# Data for processing:
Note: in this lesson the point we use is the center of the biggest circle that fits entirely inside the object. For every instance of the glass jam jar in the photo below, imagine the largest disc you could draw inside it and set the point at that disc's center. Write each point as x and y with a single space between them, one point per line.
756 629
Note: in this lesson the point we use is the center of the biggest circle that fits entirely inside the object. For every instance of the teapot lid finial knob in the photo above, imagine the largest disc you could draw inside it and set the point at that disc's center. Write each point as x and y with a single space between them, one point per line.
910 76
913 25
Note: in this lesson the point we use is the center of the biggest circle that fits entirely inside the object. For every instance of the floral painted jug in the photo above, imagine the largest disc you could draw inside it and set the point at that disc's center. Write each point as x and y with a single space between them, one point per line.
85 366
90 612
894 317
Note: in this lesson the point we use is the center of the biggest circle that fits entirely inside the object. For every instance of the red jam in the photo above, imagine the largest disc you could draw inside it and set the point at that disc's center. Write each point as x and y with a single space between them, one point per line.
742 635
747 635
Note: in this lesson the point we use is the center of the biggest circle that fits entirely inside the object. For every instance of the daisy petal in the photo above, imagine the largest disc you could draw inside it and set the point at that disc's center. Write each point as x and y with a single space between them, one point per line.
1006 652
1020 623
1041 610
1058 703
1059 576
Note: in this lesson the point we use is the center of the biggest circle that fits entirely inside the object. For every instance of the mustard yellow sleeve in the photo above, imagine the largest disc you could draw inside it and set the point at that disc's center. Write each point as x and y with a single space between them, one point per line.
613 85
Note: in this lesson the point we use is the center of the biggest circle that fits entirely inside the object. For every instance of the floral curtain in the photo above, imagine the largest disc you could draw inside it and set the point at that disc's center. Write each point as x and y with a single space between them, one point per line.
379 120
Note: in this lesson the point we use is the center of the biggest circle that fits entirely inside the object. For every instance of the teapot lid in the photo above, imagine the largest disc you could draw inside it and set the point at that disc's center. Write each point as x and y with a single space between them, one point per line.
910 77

# About this task:
Retype the records exactly.

# Answer section:
Note: in this lesson the point we use is the center of the biggest circle that fits entirely inside the object. For every instance of the glass jam jar in the photo below, imagine the largest disc you could draw inside it and set the point at that disc's center. Write each point as x and y with a single space between them, one point per line.
756 629
Note: in this lesson the point we use is the center of the biggest circle that fits entirely inside the object. For every instance of the teapot lid finial knob in the photo above, imagine the largest disc you could draw inside it and set the point at that disc's center. Write each point as x and y with a single space between them, one point per line.
910 76
913 25
Note: in this lesson the point we use is the center of the biggest circle that fits entirely inside the object. For every instance of the floral painted jug in the photo above, imagine the largest disc you could draw inside it and set the point at that disc's center. Write each point as x and y with a single space between them, one point per line.
85 366
90 612
894 317
Note: in this lesson the point we use is the center of the biggest circle that fits entirely inside the object. For every instance of the red jam in the photo above, imagine the largest disc you could draw inside it and set the point at that disc's center. Write each point as x and y with a single space between them, one point per line.
742 635
747 635
Note: in this lesson the point we use is the center of the biggest circle that fits entirely inside the object. For every instance of the daisy petal in the photo above, imagine the largest disc you could draw inside it and set the point at that disc's center. Write each point as x and y with a single space between them, one point per line.
1006 652
1020 623
1041 610
1058 703
1059 576
Note: in this lesson the point we use is the center of the biggest circle that fits entirely inside the object. For every instance of the mustard yellow sleeve in the photo above, imagine the largest disc you could draw inside it and set the point at that disc's center. Write each point as x and y with a single space between them, one point per line.
613 85
Note: in this lesson the point we use is the center of the biggest circle that fits entirely inside the object. For every instance of the floral curtain in the photo above, imagine the largest disc you could draw inside it and set the point at that disc's center. Write each point as x and y with a single space between them, one point per line.
379 120
Note: in this lesson the point we use is the center of the biggest circle that fits entirely inside the object. For every instance of the teapot lid in the photo above, imagine the largest disc you could draw inside it and set the point at that disc's center. Write each point as x and y with a single space between them, one point per line.
910 77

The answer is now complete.